**Prompt:**
Could you write out the listing below again, substituting "coarse mask" for every occurrence of "rough mask" and changing nothing else?

**Exercise data:**
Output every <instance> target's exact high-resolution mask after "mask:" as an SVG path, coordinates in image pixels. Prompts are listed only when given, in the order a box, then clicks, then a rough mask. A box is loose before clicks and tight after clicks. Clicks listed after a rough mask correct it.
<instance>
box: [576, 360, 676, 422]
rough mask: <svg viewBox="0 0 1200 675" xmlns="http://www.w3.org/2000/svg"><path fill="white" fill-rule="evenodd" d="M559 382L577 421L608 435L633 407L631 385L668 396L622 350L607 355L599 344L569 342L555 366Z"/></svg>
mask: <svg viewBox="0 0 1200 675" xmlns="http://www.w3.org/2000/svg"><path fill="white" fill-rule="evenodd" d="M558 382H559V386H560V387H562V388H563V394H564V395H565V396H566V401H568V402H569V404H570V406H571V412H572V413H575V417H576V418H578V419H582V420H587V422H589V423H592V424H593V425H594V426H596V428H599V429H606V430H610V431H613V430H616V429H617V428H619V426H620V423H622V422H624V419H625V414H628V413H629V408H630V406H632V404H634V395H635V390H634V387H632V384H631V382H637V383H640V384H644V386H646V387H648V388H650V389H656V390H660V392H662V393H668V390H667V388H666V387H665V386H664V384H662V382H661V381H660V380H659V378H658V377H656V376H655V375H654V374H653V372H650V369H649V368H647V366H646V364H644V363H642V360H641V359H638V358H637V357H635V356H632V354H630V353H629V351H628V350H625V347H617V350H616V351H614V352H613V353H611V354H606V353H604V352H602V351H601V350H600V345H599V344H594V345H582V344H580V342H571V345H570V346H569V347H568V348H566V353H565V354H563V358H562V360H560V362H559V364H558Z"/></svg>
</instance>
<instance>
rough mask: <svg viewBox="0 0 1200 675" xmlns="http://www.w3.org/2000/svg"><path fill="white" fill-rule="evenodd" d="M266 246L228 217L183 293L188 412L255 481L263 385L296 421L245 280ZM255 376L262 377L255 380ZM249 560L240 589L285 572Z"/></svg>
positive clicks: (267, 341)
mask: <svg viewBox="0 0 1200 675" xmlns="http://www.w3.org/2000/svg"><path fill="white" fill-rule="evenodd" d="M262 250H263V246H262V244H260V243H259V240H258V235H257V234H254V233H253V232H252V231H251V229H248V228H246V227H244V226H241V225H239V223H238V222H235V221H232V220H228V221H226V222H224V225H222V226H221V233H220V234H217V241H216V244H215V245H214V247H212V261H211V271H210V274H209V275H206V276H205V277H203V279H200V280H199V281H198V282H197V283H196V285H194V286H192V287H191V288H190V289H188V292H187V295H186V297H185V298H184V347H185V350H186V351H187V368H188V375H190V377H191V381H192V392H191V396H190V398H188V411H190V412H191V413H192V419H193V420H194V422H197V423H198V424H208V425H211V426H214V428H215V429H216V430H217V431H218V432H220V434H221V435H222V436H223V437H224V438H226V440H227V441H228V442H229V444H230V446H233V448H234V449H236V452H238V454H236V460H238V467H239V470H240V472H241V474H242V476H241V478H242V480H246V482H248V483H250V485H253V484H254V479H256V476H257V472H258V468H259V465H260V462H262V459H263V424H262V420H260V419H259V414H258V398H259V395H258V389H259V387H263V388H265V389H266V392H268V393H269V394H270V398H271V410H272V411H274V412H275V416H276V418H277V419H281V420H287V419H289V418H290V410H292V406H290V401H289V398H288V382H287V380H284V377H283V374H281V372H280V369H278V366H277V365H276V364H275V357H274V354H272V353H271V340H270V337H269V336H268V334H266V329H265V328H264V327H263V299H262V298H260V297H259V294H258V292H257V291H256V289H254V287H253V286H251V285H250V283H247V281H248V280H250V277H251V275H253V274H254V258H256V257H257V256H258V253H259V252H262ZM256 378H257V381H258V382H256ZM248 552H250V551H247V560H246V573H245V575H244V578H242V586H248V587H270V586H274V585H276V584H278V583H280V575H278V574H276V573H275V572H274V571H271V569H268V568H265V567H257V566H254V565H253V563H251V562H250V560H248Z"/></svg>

**Result of this task:**
Output every <instance> target's exact high-resolution mask after "mask:" as an SVG path, coordinates in image pixels. Prompts are listed only when given, in the order a box, then clicks, then a coarse mask. A box is loose before clicks and tight after clicks. Clicks listed after a coarse mask correct it.
<instance>
box: [576, 360, 676, 422]
coarse mask: <svg viewBox="0 0 1200 675" xmlns="http://www.w3.org/2000/svg"><path fill="white" fill-rule="evenodd" d="M559 382L577 421L608 435L633 407L631 385L668 396L622 350L607 355L599 344L569 342L555 366Z"/></svg>
mask: <svg viewBox="0 0 1200 675" xmlns="http://www.w3.org/2000/svg"><path fill="white" fill-rule="evenodd" d="M558 382H559V386H560V387H562V388H563V394H564V395H565V396H566V401H568V402H569V404H570V406H571V412H572V413H575V417H576V418H578V419H582V420H587V422H589V423H592V424H593V425H594V426H596V428H599V429H606V430H610V431H613V430H616V429H617V428H619V426H620V423H622V422H624V419H625V414H628V413H629V408H630V406H632V404H634V395H635V390H634V387H632V384H631V382H637V383H640V384H644V386H646V387H648V388H650V389H656V390H660V392H662V393H668V390H667V388H666V387H665V386H664V384H662V382H661V381H660V380H659V378H658V377H656V376H655V375H654V374H653V372H650V369H649V368H647V366H646V364H644V363H642V360H641V359H638V358H637V357H635V356H632V354H630V353H629V351H628V350H625V347H617V350H616V351H614V352H613V353H611V354H606V353H604V352H602V351H601V350H600V345H599V344H594V345H582V344H580V342H571V345H570V346H569V347H568V348H566V353H565V354H563V358H562V360H560V362H559V364H558Z"/></svg>
</instance>
<instance>
coarse mask: <svg viewBox="0 0 1200 675" xmlns="http://www.w3.org/2000/svg"><path fill="white" fill-rule="evenodd" d="M266 246L228 217L183 293L188 412L255 481L263 385L296 421L245 280ZM255 376L262 377L255 380ZM249 560L240 589L285 572Z"/></svg>
positive clicks: (267, 341)
mask: <svg viewBox="0 0 1200 675" xmlns="http://www.w3.org/2000/svg"><path fill="white" fill-rule="evenodd" d="M262 250H263V246H262V244H260V243H259V240H258V235H257V234H254V233H253V232H252V231H251V229H248V228H246V227H244V226H241V225H239V223H238V222H235V221H232V220H228V221H226V222H224V225H222V226H221V233H220V234H217V241H216V244H215V245H214V247H212V261H211V271H210V274H209V275H206V276H205V277H203V279H200V280H199V281H198V282H197V283H196V285H194V286H192V287H191V288H190V289H188V292H187V295H186V297H185V298H184V347H185V350H186V351H187V368H188V375H190V377H191V381H192V392H191V396H190V398H188V411H190V412H191V413H192V419H193V420H194V422H197V423H198V424H208V425H211V426H214V428H215V429H216V430H217V431H218V432H220V434H221V435H222V436H223V437H224V438H226V440H227V441H228V442H229V444H230V446H233V448H234V449H236V452H238V454H236V460H238V467H239V470H240V472H241V474H242V476H241V478H242V480H246V482H248V483H250V485H253V484H254V479H256V476H257V472H258V468H259V465H260V462H262V459H263V424H262V420H260V419H259V414H258V398H259V395H258V389H259V387H263V388H265V389H266V392H268V393H269V394H270V398H271V410H272V411H274V412H275V416H276V418H277V419H281V420H287V419H289V418H290V410H292V406H290V401H289V398H288V382H287V380H284V377H283V374H281V372H280V369H278V366H277V365H276V364H275V357H274V354H272V353H271V340H270V337H269V336H268V334H266V329H265V328H264V327H263V299H262V298H260V297H259V294H258V292H257V291H256V289H254V287H253V286H251V285H250V283H247V281H248V280H250V277H251V275H253V274H254V258H256V257H257V256H258V253H259V252H262ZM256 378H257V381H258V382H256ZM248 552H250V551H247V560H246V573H245V575H244V578H242V586H248V587H270V586H274V585H276V584H278V583H280V575H278V574H276V573H275V572H274V571H271V569H268V568H265V567H257V566H254V565H253V563H251V562H250V560H248Z"/></svg>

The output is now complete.